GOAL = Reproduce all of the entries below line for line, with the pictures left out.

RECORDS PROVIDED =
* Start *

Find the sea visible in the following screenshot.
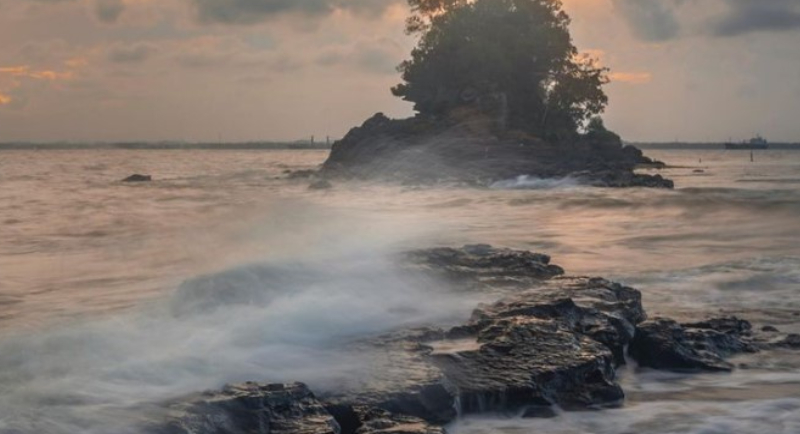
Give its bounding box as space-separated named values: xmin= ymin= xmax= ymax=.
xmin=0 ymin=149 xmax=800 ymax=434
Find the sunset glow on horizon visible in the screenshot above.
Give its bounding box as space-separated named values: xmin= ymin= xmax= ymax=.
xmin=0 ymin=0 xmax=800 ymax=142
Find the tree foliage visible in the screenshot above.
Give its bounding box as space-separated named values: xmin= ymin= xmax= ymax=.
xmin=392 ymin=0 xmax=608 ymax=136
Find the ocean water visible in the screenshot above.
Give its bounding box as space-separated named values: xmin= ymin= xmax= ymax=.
xmin=0 ymin=150 xmax=800 ymax=434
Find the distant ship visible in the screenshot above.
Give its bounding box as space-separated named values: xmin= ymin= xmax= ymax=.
xmin=725 ymin=136 xmax=769 ymax=149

* End *

COMPLETED EXERCISE =
Find the sea visible in the following screenshot.
Give its bounding box as space-separated named values: xmin= ymin= xmax= ymax=.
xmin=0 ymin=149 xmax=800 ymax=434
Find the sunset glow on horizon visible in the screenshot above.
Give its bounding box as space-separated named values: xmin= ymin= xmax= ymax=.
xmin=0 ymin=0 xmax=800 ymax=142
Find the tree foliage visible in the screenshot above.
Give its bounding box as space-separated named values: xmin= ymin= xmax= ymax=.
xmin=392 ymin=0 xmax=608 ymax=136
Find the ocean water visible in the screenshot above.
Give its bounding box as space-separated named values: xmin= ymin= xmax= ymax=.
xmin=0 ymin=150 xmax=800 ymax=434
Find the distant ship visible in the screenshot above.
Give its bounding box as space-separated named values: xmin= ymin= xmax= ymax=.
xmin=725 ymin=136 xmax=769 ymax=149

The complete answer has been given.